*** Begin section ***

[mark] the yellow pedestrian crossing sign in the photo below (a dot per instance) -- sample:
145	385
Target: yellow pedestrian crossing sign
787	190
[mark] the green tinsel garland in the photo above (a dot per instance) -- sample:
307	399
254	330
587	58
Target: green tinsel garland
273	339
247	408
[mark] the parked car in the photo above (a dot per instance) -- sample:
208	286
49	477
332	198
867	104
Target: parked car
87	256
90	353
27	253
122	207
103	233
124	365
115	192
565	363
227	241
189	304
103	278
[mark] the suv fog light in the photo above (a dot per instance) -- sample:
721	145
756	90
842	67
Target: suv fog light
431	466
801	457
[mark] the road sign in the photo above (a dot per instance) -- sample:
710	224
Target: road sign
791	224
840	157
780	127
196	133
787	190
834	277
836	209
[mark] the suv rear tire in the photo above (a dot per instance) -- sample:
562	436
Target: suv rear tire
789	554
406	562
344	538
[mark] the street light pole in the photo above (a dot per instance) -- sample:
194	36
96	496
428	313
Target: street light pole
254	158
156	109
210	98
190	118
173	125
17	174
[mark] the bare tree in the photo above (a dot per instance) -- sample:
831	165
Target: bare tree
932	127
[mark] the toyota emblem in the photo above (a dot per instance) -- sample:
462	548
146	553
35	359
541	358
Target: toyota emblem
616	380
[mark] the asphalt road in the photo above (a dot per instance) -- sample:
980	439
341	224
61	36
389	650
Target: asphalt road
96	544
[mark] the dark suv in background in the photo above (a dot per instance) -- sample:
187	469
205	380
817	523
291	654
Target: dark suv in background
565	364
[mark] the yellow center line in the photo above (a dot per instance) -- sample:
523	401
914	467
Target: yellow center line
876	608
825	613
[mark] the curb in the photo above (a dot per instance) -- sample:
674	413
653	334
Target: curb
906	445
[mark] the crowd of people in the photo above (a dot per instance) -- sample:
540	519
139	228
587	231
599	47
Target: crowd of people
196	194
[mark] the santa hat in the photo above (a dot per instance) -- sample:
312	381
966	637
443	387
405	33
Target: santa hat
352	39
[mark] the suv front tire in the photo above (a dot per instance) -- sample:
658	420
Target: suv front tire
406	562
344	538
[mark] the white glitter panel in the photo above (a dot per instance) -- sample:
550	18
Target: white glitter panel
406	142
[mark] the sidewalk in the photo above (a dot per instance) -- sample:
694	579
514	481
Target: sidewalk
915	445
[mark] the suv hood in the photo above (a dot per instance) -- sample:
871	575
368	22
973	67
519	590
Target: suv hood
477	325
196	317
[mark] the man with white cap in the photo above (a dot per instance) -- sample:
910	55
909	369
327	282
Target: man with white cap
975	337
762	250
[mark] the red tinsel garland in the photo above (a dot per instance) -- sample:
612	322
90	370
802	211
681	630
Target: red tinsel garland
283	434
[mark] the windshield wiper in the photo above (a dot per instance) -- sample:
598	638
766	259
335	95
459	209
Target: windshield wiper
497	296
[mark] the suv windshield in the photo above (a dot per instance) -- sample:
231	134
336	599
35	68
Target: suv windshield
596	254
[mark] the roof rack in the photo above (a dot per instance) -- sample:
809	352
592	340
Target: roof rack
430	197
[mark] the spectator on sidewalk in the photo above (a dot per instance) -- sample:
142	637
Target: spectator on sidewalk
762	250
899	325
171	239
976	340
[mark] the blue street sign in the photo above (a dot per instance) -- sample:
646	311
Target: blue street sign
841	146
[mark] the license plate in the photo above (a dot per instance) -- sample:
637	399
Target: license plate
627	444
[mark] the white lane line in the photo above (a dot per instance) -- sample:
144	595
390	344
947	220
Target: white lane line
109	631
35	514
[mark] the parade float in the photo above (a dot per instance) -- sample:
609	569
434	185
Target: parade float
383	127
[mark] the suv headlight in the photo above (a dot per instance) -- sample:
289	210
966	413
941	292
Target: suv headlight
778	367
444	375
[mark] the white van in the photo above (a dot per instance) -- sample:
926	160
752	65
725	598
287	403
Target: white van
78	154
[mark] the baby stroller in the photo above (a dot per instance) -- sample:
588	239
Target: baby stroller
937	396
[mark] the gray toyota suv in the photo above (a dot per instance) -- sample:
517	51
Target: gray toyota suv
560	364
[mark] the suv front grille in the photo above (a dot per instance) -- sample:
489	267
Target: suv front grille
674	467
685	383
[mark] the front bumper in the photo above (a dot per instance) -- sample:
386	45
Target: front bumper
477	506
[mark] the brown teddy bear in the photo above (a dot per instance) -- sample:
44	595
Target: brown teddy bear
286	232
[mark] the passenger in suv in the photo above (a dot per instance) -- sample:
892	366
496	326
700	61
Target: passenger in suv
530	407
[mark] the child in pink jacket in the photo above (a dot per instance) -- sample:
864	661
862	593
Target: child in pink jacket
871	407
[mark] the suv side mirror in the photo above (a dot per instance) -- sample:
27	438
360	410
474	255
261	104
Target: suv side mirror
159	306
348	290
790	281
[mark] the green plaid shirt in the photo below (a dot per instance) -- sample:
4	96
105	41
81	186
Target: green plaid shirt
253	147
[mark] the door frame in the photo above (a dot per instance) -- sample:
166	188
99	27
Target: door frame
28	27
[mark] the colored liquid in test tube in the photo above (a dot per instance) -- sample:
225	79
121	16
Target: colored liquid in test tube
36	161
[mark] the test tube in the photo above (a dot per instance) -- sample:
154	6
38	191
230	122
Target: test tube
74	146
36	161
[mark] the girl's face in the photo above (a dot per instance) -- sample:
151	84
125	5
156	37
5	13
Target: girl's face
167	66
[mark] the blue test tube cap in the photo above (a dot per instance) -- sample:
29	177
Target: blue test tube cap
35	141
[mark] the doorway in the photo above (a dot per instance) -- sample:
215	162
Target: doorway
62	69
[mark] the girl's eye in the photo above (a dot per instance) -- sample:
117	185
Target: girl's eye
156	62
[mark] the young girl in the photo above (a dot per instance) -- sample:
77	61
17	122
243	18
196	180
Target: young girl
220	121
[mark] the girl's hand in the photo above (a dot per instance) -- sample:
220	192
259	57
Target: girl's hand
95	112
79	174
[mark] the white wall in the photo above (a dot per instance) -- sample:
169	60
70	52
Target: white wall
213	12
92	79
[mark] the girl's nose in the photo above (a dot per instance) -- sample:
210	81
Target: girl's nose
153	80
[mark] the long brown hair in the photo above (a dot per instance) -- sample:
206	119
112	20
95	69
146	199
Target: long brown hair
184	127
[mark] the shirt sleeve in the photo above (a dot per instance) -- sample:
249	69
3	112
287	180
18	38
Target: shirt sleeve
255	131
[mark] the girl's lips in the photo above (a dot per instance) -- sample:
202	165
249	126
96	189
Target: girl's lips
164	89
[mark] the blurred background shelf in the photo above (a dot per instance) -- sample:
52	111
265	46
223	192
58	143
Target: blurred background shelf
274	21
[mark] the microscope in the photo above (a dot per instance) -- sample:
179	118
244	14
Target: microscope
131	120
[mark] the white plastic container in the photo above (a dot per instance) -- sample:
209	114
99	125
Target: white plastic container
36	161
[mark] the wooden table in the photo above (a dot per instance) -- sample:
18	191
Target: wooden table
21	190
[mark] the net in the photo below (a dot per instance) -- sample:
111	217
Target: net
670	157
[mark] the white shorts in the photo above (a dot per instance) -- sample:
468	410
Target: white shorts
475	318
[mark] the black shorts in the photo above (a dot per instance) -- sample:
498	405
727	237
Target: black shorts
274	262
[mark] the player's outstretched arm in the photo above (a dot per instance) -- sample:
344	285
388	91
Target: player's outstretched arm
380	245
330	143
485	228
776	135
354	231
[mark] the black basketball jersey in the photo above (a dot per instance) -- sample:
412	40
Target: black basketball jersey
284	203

*** End section ***

Your answer should consist of every line from the entries that holds "below".

[mark] the yellow pedestrian crossing sign in the photo below (a dot per instance) -- sample:
[mark] the green plaid shirt in the photo below (a dot per instance) -- sample:
[mark] the net in the photo below (a dot per instance) -- sample:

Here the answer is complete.